[START OF Data provided]
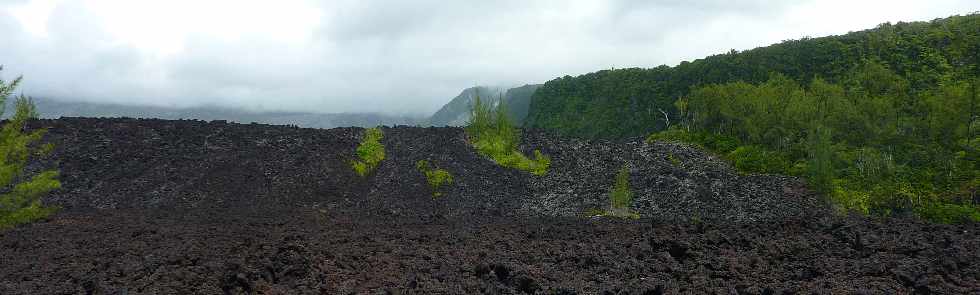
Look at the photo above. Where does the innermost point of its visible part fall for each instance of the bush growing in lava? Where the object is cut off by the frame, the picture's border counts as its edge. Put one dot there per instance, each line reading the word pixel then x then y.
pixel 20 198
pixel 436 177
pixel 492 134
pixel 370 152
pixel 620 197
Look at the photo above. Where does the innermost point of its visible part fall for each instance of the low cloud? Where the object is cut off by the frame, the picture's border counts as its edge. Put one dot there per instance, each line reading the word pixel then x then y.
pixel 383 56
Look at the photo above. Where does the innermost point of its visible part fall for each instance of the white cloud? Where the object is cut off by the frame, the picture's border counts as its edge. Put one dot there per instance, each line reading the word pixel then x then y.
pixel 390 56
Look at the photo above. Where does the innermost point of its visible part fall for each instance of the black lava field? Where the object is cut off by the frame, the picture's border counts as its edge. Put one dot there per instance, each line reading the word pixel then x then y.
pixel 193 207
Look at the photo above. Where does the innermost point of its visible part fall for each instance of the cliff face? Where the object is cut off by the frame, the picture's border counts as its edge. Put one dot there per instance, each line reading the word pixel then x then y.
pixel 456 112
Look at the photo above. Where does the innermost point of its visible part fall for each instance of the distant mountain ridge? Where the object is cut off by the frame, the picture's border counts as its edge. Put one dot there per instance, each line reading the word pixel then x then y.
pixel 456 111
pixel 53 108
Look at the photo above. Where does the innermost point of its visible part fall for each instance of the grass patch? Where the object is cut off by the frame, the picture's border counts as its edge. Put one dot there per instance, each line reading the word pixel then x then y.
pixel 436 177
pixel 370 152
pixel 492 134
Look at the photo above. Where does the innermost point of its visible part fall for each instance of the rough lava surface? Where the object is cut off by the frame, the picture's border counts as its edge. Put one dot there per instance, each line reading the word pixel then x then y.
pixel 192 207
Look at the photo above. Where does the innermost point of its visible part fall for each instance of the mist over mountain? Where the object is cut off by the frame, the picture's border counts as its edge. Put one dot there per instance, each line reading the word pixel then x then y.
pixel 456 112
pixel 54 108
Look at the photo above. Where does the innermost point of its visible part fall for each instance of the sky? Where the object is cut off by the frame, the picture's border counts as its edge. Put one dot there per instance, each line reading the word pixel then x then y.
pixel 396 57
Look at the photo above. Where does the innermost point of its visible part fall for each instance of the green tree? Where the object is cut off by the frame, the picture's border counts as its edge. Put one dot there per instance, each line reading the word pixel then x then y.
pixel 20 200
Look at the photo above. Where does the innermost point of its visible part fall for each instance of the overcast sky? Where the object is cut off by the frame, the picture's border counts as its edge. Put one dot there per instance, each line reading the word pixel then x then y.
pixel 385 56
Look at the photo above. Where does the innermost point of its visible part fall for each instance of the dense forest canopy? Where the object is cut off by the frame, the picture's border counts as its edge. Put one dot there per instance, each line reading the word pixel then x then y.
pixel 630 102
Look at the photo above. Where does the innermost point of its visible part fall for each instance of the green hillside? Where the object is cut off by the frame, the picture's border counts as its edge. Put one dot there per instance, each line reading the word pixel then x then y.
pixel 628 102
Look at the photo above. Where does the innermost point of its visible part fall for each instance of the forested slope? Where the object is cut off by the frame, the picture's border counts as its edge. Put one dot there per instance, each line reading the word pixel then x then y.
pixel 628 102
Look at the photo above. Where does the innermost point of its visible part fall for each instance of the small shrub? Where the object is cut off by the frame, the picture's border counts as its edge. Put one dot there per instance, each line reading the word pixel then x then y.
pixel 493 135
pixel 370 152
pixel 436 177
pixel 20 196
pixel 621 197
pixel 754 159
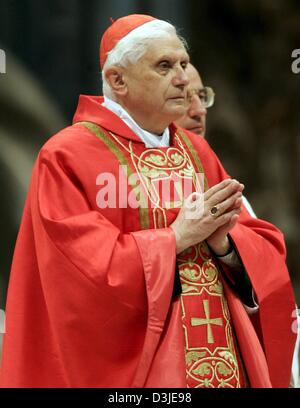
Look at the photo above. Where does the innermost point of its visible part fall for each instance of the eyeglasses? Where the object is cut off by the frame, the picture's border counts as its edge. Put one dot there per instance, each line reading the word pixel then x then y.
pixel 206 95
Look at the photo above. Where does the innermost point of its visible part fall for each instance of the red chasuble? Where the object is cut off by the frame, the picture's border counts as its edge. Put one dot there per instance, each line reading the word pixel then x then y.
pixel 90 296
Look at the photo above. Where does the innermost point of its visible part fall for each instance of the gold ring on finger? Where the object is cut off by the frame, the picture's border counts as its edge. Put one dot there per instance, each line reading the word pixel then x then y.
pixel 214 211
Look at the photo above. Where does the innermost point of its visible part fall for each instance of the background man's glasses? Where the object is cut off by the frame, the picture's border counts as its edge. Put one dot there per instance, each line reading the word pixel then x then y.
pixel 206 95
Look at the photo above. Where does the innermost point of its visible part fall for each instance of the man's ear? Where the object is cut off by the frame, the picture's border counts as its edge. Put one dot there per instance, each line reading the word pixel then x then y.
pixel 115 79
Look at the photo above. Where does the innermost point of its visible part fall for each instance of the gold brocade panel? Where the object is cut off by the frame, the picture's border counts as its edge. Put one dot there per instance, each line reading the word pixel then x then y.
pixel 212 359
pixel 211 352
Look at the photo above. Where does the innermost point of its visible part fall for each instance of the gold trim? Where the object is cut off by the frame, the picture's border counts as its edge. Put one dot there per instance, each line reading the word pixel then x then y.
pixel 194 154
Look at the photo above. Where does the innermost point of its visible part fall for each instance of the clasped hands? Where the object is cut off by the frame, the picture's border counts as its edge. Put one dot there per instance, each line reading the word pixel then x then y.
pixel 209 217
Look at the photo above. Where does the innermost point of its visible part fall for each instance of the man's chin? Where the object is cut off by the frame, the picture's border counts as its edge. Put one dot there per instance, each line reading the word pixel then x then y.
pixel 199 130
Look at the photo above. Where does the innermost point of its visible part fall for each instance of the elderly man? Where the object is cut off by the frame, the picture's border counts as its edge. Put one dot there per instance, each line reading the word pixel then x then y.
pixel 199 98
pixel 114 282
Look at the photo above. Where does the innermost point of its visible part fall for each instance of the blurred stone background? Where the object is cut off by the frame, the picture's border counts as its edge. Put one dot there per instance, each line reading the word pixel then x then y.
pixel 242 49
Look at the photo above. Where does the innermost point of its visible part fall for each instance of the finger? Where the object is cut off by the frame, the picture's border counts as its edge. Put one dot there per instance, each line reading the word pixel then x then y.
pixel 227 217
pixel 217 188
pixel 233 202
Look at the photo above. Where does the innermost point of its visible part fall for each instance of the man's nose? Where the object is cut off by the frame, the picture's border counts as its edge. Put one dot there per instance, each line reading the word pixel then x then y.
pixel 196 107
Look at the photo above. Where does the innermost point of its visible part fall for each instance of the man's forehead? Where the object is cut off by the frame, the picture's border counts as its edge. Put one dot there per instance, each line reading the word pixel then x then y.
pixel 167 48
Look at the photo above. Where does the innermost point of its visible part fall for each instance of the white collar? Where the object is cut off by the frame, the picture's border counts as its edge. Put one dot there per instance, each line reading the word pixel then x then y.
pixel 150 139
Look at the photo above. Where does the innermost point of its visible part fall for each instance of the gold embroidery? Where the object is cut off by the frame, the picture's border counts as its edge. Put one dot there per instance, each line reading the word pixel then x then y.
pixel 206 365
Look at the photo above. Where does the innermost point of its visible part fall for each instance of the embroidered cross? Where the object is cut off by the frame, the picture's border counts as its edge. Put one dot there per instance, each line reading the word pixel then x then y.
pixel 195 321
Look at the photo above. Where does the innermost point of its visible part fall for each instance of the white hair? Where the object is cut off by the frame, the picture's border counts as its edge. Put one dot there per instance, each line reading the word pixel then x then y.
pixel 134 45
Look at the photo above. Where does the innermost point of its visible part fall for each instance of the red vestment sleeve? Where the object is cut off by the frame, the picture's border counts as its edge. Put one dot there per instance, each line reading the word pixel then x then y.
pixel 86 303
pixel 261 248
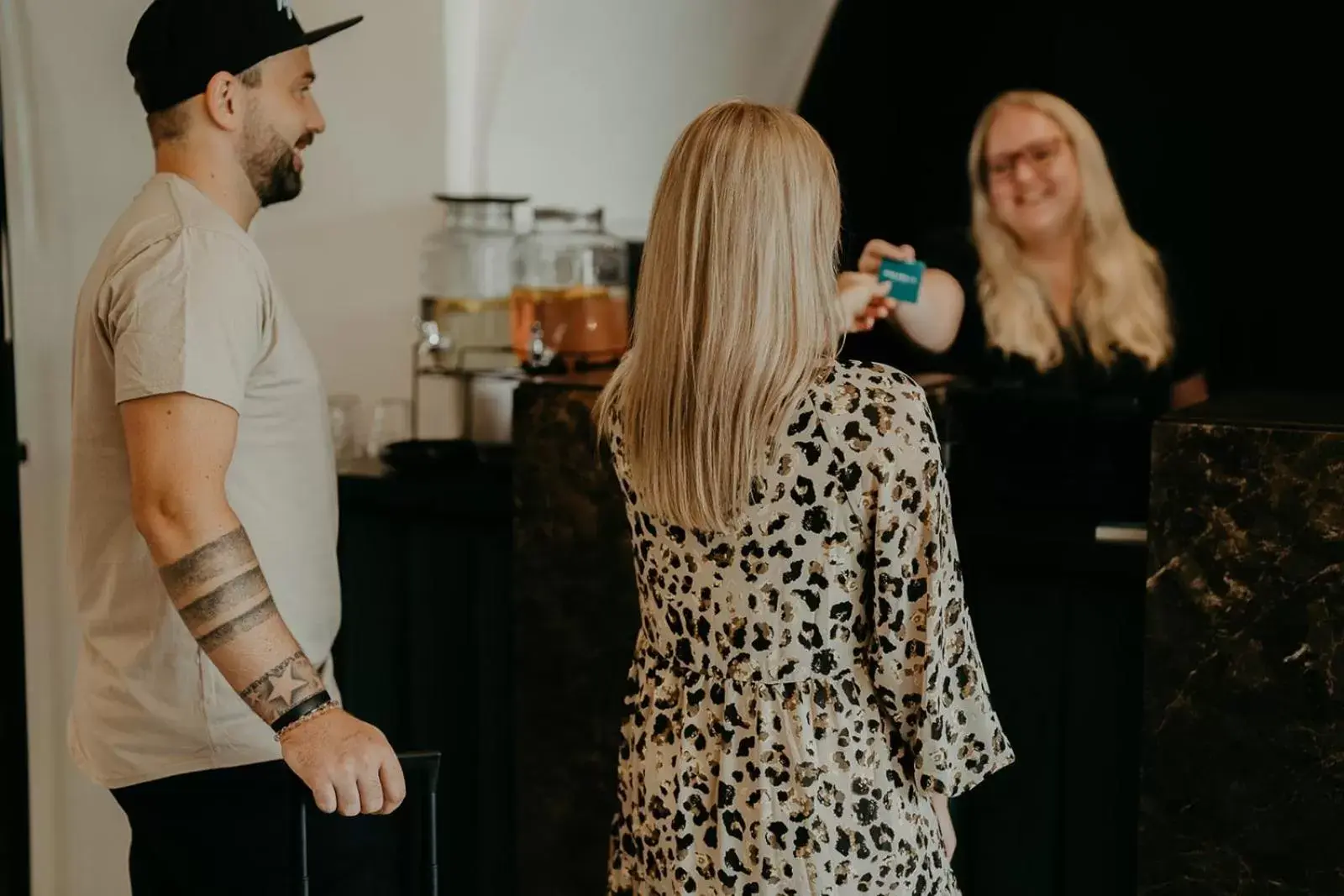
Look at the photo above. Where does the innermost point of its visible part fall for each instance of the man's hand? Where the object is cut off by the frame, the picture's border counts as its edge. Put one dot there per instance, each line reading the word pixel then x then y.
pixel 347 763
[END OF Data provided]
[START OF Data provided]
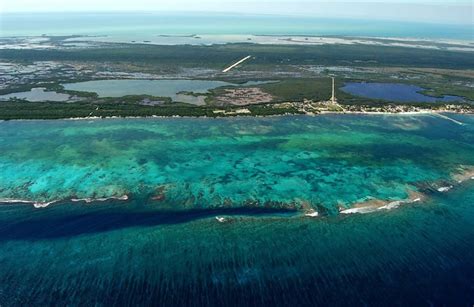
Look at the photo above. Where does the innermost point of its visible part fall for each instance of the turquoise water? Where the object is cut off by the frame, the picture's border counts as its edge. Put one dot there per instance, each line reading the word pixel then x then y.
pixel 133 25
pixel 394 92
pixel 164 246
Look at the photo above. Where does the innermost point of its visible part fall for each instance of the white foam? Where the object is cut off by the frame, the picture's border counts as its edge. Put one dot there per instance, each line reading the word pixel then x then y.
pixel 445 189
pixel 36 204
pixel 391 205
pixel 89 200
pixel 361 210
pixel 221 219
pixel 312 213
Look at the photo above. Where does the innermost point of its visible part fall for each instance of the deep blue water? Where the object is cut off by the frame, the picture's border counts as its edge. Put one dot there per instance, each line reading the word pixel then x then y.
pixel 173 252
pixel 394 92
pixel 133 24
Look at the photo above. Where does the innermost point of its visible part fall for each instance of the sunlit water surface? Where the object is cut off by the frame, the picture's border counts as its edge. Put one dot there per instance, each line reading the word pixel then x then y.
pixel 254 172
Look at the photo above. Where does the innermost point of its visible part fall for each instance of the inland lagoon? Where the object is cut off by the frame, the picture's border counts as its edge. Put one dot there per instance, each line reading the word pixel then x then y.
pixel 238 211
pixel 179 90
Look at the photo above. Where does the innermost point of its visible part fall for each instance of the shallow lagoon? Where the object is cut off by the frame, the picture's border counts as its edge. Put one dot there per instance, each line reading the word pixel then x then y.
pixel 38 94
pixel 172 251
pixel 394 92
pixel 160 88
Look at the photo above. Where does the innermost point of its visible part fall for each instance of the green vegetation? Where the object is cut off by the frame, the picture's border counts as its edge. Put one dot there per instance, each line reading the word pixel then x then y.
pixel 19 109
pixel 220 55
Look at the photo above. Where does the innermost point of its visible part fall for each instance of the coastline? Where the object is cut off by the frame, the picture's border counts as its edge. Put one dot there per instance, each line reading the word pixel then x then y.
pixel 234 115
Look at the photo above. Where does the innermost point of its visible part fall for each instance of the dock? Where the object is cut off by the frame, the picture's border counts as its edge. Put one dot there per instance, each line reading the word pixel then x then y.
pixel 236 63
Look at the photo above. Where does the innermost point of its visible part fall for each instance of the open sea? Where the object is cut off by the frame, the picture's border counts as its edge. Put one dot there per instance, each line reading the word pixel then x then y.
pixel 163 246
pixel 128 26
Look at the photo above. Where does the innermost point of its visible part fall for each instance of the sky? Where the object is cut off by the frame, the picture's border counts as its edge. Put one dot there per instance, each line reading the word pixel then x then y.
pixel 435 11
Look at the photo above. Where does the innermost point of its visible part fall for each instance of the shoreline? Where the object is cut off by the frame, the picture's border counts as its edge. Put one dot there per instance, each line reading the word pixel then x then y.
[END OF Data provided]
• **What is needed**:
Copy out word for word everything in the records from the line containing "of the bush" down to the line containing "pixel 53 108", with both of those lines included.

• **Solved exercise**:
Look at the photo above. Where does the innermost point of its visible part fall for each instance of the bush growing in lava? Where the object is cut off by the frame, the picture's border counts as its edge. Put one dot there per instance, each line reading the word pixel then x then y.
pixel 20 198
pixel 436 177
pixel 492 134
pixel 370 152
pixel 620 197
Look at the photo above. Where does the innermost point of its visible part fall for each instance of the low cloud? Where the object is cut off by the frame, the picture's border counts as its edge. Put one dot there per instance, each line reading the word pixel then x then y.
pixel 383 56
Look at the photo above. Where does the innermost point of its visible part fall for each instance of the white cloud? Where the object is cut off by the frame, the picture's border counts as its edge. Put one dot there per instance, each line reading the word pixel then x then y.
pixel 390 56
Look at the photo above. Where does the innermost point of its visible part fall for each instance of the black lava field? Where the object is cut off by the frame, the picture's border counts as its edge. Put one dot there per instance, each line reading the word pixel then x then y.
pixel 193 207
Look at the photo above. Where does the innermost point of its visible part fall for each instance of the cliff face? Where the object is cut off by the frame, the picture's border counts as its edge. Put one dot there per instance, each line reading the word pixel then x then y.
pixel 456 112
Look at the photo above. Where does the innermost point of its visible part fall for each instance of the distant mountain ridge? Where the object is cut off by the frame, the picture's border counts as its edge. Put one dot there per instance, each line reading the word pixel then x then y.
pixel 456 111
pixel 53 108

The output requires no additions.